=== WHAT THE TASK REQUIRES ===
Collect every line in the data below that contains the string "white". The match is case-sensitive.

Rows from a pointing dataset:
------------------------------------------------------------------------

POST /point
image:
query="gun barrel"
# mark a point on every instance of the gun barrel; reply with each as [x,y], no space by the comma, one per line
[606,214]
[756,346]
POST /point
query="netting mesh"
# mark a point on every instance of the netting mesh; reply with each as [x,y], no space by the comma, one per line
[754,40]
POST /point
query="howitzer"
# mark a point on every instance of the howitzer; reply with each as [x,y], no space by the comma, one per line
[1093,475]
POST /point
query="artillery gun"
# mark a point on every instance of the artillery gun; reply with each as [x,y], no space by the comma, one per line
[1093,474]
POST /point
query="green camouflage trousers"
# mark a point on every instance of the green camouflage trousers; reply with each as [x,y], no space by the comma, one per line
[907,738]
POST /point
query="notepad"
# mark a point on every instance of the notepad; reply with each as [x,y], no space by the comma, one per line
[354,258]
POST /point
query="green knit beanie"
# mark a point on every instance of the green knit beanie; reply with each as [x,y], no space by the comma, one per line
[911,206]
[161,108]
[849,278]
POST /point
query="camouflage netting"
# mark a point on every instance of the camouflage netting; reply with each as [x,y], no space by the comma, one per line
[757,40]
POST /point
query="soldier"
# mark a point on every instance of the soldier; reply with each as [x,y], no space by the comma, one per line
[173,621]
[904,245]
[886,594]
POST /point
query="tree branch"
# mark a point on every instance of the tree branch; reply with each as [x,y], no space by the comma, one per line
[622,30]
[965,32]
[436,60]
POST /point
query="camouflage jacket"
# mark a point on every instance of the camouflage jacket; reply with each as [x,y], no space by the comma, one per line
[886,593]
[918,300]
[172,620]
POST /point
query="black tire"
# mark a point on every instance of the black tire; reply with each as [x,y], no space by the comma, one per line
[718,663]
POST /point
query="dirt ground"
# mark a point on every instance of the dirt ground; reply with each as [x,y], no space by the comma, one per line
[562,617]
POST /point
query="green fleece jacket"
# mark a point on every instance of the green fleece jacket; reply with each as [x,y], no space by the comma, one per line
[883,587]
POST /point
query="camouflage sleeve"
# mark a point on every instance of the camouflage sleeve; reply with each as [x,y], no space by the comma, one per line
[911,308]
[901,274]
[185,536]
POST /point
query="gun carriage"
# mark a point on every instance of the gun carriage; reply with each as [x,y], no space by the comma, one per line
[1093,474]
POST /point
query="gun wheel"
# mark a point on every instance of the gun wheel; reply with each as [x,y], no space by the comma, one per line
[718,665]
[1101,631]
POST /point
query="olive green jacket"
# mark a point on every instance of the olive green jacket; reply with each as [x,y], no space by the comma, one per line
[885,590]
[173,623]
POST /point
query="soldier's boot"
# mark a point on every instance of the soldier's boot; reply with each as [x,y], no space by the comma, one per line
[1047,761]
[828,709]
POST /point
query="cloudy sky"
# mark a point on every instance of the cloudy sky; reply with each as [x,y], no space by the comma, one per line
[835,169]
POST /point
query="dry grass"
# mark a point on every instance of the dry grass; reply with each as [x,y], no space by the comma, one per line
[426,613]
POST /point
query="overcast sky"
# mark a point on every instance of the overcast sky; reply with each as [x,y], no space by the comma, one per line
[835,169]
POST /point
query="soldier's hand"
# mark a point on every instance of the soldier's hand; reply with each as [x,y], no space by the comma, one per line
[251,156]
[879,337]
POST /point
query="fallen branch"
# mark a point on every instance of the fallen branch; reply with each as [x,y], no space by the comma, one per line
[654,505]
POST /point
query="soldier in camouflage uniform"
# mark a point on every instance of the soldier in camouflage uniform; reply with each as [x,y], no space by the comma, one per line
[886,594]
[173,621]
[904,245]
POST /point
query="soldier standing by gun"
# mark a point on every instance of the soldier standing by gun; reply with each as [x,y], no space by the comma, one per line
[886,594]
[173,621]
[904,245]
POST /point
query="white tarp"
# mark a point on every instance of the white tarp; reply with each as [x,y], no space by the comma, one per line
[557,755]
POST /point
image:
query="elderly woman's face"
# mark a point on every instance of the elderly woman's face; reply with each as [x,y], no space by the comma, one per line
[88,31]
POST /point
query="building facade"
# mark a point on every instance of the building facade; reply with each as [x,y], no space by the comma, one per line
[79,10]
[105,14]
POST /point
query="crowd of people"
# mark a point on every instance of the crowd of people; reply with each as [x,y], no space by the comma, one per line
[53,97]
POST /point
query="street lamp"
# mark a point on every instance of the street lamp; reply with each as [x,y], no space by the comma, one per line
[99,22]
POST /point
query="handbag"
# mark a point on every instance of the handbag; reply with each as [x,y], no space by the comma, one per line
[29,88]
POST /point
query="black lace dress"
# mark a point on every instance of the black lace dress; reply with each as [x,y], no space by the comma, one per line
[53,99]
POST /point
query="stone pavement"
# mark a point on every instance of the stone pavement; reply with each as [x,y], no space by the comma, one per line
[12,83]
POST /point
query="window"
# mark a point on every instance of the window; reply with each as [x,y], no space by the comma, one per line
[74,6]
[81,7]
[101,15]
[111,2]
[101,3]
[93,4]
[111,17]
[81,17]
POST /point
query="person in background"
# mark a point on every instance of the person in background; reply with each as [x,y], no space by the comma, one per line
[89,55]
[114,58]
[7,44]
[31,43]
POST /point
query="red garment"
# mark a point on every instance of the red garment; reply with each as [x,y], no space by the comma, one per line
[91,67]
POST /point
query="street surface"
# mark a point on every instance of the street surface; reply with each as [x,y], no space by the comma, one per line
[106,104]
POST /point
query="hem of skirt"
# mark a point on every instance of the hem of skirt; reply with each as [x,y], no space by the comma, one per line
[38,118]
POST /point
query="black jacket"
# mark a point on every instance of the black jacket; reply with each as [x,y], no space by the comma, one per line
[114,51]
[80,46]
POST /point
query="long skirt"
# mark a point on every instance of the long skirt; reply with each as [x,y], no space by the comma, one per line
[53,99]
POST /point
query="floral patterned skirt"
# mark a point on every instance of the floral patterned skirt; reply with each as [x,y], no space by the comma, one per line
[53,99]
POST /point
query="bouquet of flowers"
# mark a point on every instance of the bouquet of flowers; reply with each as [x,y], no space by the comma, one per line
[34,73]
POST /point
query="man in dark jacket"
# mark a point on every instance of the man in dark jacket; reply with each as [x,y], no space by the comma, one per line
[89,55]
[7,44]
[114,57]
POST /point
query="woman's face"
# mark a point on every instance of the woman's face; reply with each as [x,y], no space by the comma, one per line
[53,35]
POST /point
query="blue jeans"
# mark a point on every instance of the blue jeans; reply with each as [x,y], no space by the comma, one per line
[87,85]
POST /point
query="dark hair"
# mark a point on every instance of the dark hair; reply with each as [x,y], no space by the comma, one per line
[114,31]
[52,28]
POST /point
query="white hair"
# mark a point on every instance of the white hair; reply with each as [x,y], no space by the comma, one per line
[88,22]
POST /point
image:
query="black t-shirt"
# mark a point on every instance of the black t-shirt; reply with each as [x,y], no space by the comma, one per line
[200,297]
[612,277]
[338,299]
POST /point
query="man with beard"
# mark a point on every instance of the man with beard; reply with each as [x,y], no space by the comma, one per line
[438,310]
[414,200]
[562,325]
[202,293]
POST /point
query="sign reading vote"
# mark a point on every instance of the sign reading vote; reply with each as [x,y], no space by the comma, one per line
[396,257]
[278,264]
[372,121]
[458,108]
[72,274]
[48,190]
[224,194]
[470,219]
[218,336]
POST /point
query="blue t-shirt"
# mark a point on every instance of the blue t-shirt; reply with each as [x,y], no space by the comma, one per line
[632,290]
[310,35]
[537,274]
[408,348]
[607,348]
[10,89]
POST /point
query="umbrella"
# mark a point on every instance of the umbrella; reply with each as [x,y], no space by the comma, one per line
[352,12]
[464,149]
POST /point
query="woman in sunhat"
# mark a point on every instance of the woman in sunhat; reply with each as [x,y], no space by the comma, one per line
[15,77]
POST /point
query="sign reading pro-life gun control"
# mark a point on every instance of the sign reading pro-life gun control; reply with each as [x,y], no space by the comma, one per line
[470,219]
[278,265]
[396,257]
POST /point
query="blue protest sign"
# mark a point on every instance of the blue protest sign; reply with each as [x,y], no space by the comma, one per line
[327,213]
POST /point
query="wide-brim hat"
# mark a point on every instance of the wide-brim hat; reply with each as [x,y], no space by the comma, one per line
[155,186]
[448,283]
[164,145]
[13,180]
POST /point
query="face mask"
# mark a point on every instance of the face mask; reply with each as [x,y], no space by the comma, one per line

------------------------------------------------------------------------

=== EXERCISE SOLUTION ===
query="white tarp"
# mark a point on every instance of the white tarp; reply with each as [x,y], no space by the comma, one per line
query="white hair"
# mark a point on every instance of the white hair; reply with each as [x,y], no space by the comma, one per line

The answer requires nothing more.